• [提供された抜粋]
——
日本再生 295号(民主統一改題25号) 2003/11/1発行

日本再生をかける、政権選択の一票を
主権者のうねりで、マニフェスト選挙の扉を開け

政権選択選挙、それは主権者がつくるドラマ

  いよいよ総選挙が始まった。小泉総理自らが「政権交代がかかった選挙」というように、日本再生をかけた政権の選択を有権者自身が行う選挙である。
 投票日の十一月九日は、奇しくもベルリンの壁が崩壊した日である。冷戦体制を象徴する壁を壊したのは、無数の「名もなき」市民であった。しかり。歴史を大きく動かすドラマは、主権者が参加してはじめて動き出す。政権選択選挙、それは主権者がつくるドラマなのだ。二大政党、マニフェストと、不十分なところは多々あれど、「政治改革十年」の曲折を経て政権選択の舞台は整いつつある。この舞台に有権者自身が登場してはじめて、政権選択選挙のドラマは動き出す。
 総選挙の前哨戦といわれた参議院埼玉補選は、27・5パーセントという超低投票率となった。これではとても、政権選択選挙とはいえない。総選挙への関心の高さ、マニフェストに対する関心の高さは相当なものがある。普段はビラなど受け取らない若い女性や茶髪の若者、ベビーカーを押した若い夫婦なども、マニフェストを取りに来る。バスを待っている間に、熟読しているサラリーマンもいる。
——
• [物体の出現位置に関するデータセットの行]
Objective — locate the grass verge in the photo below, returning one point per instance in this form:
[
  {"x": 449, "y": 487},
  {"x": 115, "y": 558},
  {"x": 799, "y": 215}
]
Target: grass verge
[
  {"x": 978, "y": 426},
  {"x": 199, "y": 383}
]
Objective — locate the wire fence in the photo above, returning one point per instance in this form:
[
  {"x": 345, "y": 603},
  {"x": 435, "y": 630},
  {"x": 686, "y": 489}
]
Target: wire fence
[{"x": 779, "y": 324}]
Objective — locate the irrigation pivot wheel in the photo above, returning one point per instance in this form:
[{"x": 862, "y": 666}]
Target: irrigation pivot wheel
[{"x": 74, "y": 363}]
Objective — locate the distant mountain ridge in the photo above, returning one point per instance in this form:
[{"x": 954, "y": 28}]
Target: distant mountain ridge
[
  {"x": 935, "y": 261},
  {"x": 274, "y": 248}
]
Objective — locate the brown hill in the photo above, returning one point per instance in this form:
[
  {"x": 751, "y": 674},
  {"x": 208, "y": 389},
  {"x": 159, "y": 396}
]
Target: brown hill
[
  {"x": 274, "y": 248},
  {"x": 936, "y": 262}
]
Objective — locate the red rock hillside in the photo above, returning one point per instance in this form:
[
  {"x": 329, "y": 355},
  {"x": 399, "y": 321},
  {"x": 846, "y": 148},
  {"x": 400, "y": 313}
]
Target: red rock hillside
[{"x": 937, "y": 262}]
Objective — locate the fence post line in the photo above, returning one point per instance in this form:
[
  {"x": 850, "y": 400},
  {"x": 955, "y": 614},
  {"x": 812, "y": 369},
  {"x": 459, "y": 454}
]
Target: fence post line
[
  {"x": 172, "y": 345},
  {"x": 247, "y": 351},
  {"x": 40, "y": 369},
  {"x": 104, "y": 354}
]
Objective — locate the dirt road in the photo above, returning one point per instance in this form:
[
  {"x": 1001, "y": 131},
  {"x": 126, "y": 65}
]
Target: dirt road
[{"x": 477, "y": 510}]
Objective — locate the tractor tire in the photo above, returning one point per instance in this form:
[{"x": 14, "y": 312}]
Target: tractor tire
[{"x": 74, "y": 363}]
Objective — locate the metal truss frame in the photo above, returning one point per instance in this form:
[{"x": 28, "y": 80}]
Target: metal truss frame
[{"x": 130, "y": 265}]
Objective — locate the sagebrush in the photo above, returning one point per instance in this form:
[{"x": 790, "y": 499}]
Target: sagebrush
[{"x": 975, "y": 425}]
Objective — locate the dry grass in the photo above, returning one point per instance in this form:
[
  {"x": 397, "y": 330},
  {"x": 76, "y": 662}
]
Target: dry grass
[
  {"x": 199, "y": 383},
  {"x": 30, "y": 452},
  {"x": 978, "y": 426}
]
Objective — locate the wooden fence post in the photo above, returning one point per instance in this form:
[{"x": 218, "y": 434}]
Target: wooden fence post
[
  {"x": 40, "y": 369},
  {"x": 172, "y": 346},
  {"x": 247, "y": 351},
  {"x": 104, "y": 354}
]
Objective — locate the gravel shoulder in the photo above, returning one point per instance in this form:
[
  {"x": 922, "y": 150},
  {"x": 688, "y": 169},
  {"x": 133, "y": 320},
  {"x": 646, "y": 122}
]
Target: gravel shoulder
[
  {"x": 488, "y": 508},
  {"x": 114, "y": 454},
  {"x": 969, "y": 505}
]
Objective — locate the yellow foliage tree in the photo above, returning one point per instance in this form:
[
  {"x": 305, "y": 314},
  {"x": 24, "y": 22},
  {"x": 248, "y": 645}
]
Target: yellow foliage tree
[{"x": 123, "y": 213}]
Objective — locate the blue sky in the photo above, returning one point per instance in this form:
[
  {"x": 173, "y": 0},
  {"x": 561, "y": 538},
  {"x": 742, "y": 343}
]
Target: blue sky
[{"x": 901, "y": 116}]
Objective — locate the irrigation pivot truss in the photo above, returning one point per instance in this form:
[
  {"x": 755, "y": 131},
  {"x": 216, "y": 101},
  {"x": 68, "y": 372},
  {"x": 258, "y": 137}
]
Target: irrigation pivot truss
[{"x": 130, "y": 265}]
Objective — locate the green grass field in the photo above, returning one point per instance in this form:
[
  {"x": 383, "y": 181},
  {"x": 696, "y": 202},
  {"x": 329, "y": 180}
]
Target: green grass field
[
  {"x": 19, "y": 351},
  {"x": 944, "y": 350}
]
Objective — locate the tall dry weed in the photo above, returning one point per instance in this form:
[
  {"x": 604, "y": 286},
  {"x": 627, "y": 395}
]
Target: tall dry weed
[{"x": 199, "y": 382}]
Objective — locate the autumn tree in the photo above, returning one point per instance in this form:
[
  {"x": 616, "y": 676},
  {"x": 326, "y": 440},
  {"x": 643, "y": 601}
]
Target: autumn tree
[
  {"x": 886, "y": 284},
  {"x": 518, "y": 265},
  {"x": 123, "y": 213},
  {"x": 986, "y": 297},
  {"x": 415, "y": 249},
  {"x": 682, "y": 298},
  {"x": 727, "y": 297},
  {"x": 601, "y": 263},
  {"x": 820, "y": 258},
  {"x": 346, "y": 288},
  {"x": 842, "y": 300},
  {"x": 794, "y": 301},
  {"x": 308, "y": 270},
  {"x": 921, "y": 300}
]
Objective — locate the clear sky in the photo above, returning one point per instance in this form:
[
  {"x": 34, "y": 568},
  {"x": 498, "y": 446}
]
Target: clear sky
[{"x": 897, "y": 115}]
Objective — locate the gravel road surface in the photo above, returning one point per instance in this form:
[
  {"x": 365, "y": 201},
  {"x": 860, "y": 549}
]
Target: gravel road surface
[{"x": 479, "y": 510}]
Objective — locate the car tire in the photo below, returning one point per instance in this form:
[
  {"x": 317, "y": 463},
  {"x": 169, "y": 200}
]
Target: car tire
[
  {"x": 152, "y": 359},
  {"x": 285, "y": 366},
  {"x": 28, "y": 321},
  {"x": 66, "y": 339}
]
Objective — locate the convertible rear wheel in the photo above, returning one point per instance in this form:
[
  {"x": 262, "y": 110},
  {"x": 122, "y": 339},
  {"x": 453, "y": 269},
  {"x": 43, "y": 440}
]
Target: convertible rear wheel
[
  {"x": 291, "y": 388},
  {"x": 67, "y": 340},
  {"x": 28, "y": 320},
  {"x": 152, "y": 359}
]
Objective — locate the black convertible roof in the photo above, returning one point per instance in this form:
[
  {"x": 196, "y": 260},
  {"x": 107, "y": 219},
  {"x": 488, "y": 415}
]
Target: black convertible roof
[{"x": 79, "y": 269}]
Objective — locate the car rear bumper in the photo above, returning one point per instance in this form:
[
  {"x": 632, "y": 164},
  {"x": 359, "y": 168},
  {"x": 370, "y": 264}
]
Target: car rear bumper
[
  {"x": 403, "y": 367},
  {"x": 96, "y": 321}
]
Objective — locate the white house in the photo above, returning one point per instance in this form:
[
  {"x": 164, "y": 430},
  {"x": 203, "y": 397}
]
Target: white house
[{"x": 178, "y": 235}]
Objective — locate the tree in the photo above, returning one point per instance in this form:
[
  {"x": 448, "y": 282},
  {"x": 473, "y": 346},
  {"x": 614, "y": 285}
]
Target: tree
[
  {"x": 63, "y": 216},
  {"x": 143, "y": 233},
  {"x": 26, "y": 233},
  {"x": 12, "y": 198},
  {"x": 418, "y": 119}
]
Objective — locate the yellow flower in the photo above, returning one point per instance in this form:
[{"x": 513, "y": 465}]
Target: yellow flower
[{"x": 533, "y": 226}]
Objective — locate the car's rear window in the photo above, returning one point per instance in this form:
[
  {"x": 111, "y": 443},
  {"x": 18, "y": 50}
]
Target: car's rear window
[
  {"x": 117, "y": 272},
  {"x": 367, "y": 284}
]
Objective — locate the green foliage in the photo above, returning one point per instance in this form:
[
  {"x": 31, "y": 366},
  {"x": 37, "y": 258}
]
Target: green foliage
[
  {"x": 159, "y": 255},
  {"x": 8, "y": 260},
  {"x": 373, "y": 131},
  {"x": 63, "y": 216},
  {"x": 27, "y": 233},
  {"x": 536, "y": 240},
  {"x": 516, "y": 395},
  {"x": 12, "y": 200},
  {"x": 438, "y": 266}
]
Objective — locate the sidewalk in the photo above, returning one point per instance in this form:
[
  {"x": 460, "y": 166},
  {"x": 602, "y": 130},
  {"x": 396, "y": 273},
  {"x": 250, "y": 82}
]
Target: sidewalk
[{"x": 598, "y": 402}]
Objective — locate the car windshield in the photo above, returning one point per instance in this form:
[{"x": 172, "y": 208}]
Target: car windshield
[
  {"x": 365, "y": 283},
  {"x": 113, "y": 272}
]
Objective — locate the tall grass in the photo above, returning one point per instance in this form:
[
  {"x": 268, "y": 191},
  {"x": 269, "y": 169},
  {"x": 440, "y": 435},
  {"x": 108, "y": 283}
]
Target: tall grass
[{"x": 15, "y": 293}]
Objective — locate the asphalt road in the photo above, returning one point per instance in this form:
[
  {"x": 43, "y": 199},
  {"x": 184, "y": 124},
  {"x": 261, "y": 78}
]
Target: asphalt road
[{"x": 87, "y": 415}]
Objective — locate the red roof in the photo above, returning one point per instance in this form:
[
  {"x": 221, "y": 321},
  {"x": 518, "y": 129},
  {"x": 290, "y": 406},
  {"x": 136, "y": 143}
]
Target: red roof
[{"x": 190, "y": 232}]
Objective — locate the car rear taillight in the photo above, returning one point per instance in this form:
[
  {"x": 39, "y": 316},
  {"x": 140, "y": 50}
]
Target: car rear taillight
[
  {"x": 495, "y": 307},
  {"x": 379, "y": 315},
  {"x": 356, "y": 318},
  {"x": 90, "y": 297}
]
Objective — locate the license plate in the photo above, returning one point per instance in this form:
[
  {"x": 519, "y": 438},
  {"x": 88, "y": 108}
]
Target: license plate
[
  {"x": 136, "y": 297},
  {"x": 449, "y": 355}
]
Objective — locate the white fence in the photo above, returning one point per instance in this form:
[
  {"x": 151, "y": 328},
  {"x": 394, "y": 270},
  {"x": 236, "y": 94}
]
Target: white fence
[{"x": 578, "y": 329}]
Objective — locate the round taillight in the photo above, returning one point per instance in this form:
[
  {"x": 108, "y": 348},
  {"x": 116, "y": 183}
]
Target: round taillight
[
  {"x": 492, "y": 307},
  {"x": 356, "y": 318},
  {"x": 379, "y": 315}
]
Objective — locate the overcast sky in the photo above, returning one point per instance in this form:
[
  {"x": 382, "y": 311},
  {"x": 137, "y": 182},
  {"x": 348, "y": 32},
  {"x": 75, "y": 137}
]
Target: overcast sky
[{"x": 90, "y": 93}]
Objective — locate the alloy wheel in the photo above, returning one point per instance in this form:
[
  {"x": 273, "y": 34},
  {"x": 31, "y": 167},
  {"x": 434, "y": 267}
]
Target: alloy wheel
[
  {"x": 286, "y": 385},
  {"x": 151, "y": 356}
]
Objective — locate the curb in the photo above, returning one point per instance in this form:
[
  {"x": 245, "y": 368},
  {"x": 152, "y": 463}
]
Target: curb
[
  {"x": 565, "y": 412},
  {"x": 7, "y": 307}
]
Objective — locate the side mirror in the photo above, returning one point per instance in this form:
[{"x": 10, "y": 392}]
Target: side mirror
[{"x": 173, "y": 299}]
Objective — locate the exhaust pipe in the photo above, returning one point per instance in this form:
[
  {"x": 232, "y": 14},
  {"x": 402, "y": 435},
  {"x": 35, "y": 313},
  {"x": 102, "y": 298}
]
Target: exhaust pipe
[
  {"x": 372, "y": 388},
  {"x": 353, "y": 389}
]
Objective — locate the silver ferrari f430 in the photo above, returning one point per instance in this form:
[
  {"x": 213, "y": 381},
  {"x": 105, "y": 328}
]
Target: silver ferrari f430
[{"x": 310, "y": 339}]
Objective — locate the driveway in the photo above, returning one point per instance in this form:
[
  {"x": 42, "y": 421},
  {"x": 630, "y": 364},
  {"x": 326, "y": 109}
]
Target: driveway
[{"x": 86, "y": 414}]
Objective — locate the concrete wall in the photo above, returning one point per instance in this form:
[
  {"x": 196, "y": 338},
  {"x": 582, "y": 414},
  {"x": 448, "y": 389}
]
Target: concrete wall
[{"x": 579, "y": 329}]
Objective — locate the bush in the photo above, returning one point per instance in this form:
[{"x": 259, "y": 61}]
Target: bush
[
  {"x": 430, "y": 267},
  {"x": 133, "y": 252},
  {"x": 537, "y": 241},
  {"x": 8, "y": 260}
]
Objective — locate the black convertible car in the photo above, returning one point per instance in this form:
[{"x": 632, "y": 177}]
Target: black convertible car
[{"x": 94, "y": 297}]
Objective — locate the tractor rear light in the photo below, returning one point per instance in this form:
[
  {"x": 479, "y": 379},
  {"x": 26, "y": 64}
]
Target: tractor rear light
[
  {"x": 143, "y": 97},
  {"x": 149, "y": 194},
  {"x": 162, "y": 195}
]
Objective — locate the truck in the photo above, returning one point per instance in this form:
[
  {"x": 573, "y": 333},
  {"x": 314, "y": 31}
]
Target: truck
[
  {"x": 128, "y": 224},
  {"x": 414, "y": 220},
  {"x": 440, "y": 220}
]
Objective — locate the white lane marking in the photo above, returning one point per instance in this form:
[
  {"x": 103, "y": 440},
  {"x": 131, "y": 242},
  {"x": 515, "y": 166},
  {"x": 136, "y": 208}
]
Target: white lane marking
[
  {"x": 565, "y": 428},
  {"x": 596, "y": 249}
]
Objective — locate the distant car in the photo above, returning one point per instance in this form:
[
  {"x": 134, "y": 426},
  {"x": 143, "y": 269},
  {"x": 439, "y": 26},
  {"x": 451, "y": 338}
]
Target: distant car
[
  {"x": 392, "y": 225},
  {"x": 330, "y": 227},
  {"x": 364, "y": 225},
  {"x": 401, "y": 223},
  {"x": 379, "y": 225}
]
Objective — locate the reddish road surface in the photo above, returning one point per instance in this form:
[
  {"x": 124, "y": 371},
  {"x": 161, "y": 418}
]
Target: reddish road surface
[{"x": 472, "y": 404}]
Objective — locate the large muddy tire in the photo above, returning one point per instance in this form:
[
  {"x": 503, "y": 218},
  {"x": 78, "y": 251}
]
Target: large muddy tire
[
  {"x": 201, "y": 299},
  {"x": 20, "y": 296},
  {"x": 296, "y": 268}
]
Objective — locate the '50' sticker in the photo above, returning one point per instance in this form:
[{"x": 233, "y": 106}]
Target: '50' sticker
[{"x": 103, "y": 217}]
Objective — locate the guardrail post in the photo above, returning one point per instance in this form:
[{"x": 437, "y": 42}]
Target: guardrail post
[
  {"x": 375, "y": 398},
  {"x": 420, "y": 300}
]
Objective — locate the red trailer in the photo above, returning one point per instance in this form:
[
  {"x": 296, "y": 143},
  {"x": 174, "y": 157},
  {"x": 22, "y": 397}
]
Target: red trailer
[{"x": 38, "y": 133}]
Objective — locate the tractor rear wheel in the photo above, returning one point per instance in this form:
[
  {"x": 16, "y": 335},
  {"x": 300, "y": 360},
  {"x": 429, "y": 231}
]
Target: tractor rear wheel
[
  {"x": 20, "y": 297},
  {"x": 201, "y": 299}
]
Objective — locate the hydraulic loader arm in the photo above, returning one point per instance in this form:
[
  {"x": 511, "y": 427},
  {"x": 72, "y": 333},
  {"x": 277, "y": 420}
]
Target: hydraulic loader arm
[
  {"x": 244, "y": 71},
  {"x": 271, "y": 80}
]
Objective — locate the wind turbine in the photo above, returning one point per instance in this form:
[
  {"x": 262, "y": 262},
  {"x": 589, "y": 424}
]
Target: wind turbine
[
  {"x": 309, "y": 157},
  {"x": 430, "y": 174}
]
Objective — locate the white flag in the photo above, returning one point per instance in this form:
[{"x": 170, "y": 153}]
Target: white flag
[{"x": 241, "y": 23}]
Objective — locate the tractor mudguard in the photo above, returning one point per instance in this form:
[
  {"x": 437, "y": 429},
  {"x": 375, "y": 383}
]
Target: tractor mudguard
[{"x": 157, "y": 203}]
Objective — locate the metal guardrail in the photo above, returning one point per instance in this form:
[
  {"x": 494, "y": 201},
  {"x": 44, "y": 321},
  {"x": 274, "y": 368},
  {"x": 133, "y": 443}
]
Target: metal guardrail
——
• [取り組む課題]
**1.** 総選挙に関する文章で、マニフェストを取りに来る人として挙げられている人々をすべて列挙しなさい。
**2.** 総選挙に関する文章のうち、「日本再生をかける、政権選択の一票を」から「選択選挙のドラマは動き出す。」までを、両端を含めて一字一句そのまま書き写しなさい。

• [課題ごとの結果]
**1.**
- 若い女性
- 茶髪の若者
- ベビーカーを押した若い夫婦

**2.**
日本再生をかける、政権選択の一票を
主権者のうねりで、マニフェスト選挙の扉を開け

政権選択選挙、それは主権者がつくるドラマ

  いよいよ総選挙が始まった。小泉総理自らが「政権交代がかかった選挙」というように、日本再生をかけた政権の選択を有権者自身が行う選挙である。
 投票日の十一月九日は、奇しくもベルリンの壁が崩壊した日である。冷戦体制を象徴する壁を壊したのは、無数の「名もなき」市民であった。しかり。歴史を大きく動かすドラマは、主権者が参加してはじめて動き出す。政権選択選挙、それは主権者がつくるドラマなのだ。二大政党、マニフェストと、不十分なところは多々あれど、「政治改革十年」の曲折を経て政権選択の舞台は整いつつある。この舞台に有権者自身が登場してはじめて、政権選択選挙のドラマは動き出す。